Turn every line of the listing below into a numbered list, skipping any blank lines.
::: Input data
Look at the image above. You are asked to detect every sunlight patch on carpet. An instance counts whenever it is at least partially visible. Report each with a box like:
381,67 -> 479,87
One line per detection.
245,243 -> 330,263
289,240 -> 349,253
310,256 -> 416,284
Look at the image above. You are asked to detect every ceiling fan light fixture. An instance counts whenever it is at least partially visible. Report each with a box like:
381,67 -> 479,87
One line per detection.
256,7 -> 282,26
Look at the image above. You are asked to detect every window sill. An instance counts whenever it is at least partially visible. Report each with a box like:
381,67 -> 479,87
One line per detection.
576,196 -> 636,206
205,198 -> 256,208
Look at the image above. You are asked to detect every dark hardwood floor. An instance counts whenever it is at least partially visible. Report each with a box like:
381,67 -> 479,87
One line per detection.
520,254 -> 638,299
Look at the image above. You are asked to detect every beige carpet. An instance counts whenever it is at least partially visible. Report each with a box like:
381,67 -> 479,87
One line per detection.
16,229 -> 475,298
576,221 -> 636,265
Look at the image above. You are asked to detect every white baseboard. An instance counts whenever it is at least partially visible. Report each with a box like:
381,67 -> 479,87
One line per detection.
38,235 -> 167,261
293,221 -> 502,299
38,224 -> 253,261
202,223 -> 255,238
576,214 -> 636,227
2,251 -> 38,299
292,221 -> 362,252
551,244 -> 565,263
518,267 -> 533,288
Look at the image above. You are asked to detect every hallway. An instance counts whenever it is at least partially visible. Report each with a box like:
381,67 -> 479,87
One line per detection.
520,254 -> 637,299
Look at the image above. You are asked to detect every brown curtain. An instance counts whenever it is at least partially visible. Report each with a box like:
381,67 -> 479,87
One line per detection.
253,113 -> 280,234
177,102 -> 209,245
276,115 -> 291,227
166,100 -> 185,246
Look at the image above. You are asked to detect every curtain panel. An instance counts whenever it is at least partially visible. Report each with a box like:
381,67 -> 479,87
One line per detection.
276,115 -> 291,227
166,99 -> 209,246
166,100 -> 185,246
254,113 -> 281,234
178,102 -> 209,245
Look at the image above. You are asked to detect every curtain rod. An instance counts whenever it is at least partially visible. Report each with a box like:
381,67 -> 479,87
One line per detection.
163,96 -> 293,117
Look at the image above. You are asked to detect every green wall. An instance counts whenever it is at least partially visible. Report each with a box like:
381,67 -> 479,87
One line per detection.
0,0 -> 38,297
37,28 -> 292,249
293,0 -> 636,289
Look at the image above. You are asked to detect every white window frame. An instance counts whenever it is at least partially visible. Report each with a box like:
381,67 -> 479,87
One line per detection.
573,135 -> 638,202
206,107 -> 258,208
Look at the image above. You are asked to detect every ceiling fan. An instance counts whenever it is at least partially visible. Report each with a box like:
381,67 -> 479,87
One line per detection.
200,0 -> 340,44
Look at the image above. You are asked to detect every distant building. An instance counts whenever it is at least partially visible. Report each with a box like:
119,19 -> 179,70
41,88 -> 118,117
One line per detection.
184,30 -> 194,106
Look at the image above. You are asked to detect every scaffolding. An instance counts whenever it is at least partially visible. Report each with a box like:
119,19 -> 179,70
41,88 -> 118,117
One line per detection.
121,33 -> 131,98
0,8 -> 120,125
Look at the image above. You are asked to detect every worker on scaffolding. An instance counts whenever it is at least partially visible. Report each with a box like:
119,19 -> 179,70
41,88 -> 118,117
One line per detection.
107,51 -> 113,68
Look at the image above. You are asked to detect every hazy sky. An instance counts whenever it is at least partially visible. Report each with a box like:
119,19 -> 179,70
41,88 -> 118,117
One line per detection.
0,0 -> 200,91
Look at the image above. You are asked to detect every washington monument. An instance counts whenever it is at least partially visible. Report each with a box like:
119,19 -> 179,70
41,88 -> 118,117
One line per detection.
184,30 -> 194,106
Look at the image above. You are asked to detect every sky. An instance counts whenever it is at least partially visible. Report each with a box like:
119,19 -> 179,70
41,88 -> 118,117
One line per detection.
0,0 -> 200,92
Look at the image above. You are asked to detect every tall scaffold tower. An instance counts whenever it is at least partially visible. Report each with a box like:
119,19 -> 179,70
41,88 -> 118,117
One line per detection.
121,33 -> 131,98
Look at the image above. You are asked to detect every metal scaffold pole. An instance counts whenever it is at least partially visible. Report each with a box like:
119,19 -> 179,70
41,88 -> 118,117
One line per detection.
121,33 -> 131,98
::::::
Output for this exercise →
1. Look at the image above. You are asked to detect every sunlight patch on carpet. An instance counts whenever it is at least partially visible. Report each with a box like:
2. 381,67 -> 479,87
3. One line per detection.
4. 245,243 -> 330,263
5. 289,240 -> 349,253
6. 310,256 -> 416,284
7. Look at the image above. You are asked to detect every ceiling fan light fixture. An instance counts whenever it is at least partially visible. Report each with a box like:
8. 381,67 -> 479,87
9. One line per detection.
10. 256,7 -> 282,26
11. Look at the image above. You are asked to detect every window sill. An instance counts whenever it is at least partially visible. Report each with a box like:
12. 381,67 -> 479,87
13. One line per detection.
14. 576,196 -> 636,206
15. 205,198 -> 256,208
16. Look at the image above. You are asked to detect every dark hardwood floor. An instance counts whenever it is at least partially visible. Report each with a box like:
17. 381,67 -> 479,87
18. One line per detection.
19. 520,254 -> 638,299
20. Look at the image above. You are asked to detect every beige carpet. An instance counts whenever it is at least partially visible. Report each with a box like:
21. 381,67 -> 479,87
22. One line per detection.
23. 16,229 -> 475,298
24. 576,221 -> 636,265
25. Look at the image above. You are asked to detect every white baseboard. An instance counts whenever it is at least partially visible. Report each with a box like:
26. 381,67 -> 479,87
27. One line per detection.
28. 38,235 -> 167,261
29. 293,221 -> 502,299
30. 38,224 -> 253,261
31. 202,223 -> 255,238
32. 576,214 -> 636,227
33. 2,251 -> 38,299
34. 292,221 -> 362,252
35. 551,244 -> 565,263
36. 518,267 -> 533,288
37. Look at the image above. You are asked to detect every hallway. An instance counts whenever it is at least partially visible. Report each with a box like:
38. 381,67 -> 479,87
39. One line per detection.
40. 520,254 -> 637,299
41. Look at the image above. You are asked to detect every brown curtain. An instance counts whenever it is at least partially visible. Report each with a box like:
42. 381,67 -> 479,87
43. One line per detection.
44. 253,113 -> 280,234
45. 177,102 -> 209,245
46. 276,115 -> 291,227
47. 166,100 -> 185,246
48. Look at the image above. You are asked to detect every curtain panel. An instance counts whenever it is at least partially visible. Report each with a box like:
49. 381,67 -> 479,87
50. One line per detection.
51. 276,115 -> 291,227
52. 166,99 -> 209,246
53. 166,100 -> 185,246
54. 254,113 -> 281,234
55. 178,102 -> 209,245
56. Look at the image above. You are asked to detect every curtain rod. An instance counts whenever it is at least partially visible. Report each with a box like:
57. 381,67 -> 479,87
58. One line per detection.
59. 163,96 -> 293,117
60. Look at the image above. You are asked to detect every green wall. An instance counts whenever it is at least partially visible. Report each with a box like:
61. 381,67 -> 479,87
62. One line per detection.
63. 0,0 -> 38,297
64. 37,28 -> 292,249
65. 293,0 -> 636,289
66. Look at the image above. You are asked to detect every white window frame. An instance counts whenever it is at least partially visible. Report each with a box like:
67. 381,67 -> 479,87
68. One line per detection.
69. 573,135 -> 638,202
70. 206,107 -> 258,208
71. Look at the image above. You are asked to detect every ceiling fan. An instance counts whenever it is at least partially visible. Report each with a box like:
72. 381,67 -> 479,87
73. One line per detection.
74. 200,0 -> 340,44
75. Look at the image above. You are asked to detect every distant building. An instance counts whenever it is at least partially visible. Report each with a box like:
76. 119,19 -> 179,70
77. 41,88 -> 118,117
78. One line per detection.
79. 184,30 -> 194,106
80. Look at the image above. You are asked to detect every scaffolding. An instance counts whenever it is at least partially visible. Report each with a box like:
81. 119,19 -> 179,70
82. 41,88 -> 118,117
83. One line per detection.
84. 121,33 -> 131,98
85. 0,8 -> 120,125
86. Look at the image above. You are asked to detect every worker on scaffolding. An instance counts whenever it is at least partially visible. Report each with a box like:
87. 119,19 -> 179,70
88. 41,88 -> 118,117
89. One line per detection.
90. 107,51 -> 113,68
91. Look at the image above. You are asked to detect every hazy sky. An instance counts whenever it is at least partially visible. Report each with a box like:
92. 119,19 -> 179,70
93. 41,88 -> 118,117
94. One line per detection.
95. 0,0 -> 200,91
96. Look at the image above. You are asked to detect every washington monument. An instance counts whenever it is at least partially visible. Report each with a box like:
97. 119,19 -> 179,70
98. 41,88 -> 118,117
99. One line per detection.
100. 184,30 -> 194,106
101. Look at the image above. You are asked to detect every sky. An instance counts whenever it is at least partially visible. Report each with a box like:
102. 119,19 -> 179,70
103. 41,88 -> 118,117
104. One line per detection.
105. 0,0 -> 200,92
106. Look at the image above. You are asked to detect every tall scaffold tower. An instance counts whenever it is at least partially visible. Report each with a box like:
107. 119,19 -> 179,70
108. 41,88 -> 118,117
109. One line per detection.
110. 121,33 -> 131,98
111. Look at the image above. You are asked to detect every metal scaffold pole. An instance counts whenever it is at least partially visible. Report each with a box like:
112. 119,19 -> 179,70
113. 41,88 -> 118,117
114. One line per detection.
115. 121,33 -> 131,98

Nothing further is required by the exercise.